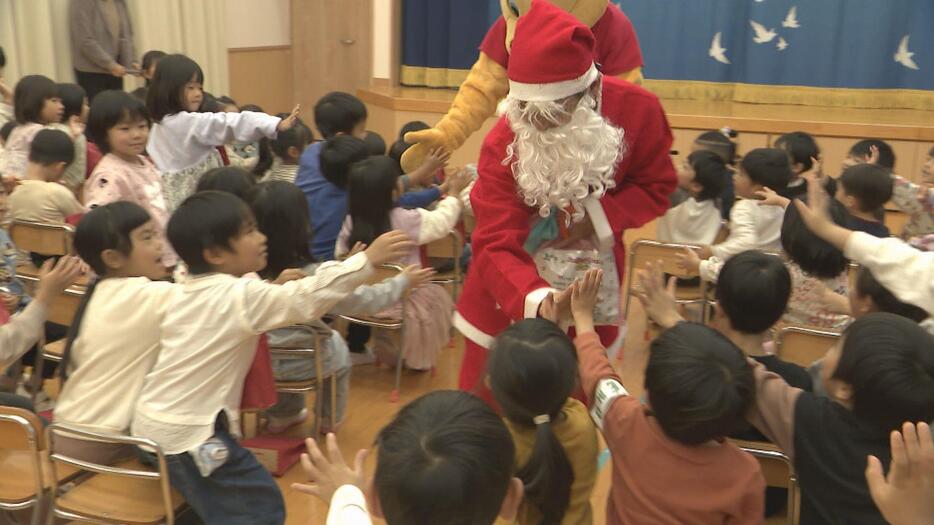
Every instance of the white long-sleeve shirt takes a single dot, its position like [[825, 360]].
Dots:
[[906, 272], [115, 349], [348, 507], [752, 227], [209, 337], [21, 333]]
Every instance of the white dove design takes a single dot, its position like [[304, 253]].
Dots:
[[903, 56], [718, 52], [791, 20], [763, 35]]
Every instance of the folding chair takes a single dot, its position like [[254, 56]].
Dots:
[[778, 471], [314, 384], [644, 251], [128, 492], [451, 246], [803, 345], [40, 237], [384, 272], [26, 473]]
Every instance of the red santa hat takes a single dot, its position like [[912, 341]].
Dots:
[[552, 55]]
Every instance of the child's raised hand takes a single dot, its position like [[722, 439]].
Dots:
[[418, 276], [770, 198], [584, 294], [388, 247], [904, 496], [328, 475], [287, 123], [657, 299], [54, 279], [290, 274], [689, 261]]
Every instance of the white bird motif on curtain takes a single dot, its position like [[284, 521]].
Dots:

________________

Search the data for the word "white" and copy each line where it appears.

# [Your response]
Every instance of the white long-sleeve shirt takes a single dot, its position like [[825, 360]].
Every instance of the white dove design takes a single dot, its position like [[304, 253]].
Every instance of the white bird motif on curtain takes a single dot, its position like [[284, 521]].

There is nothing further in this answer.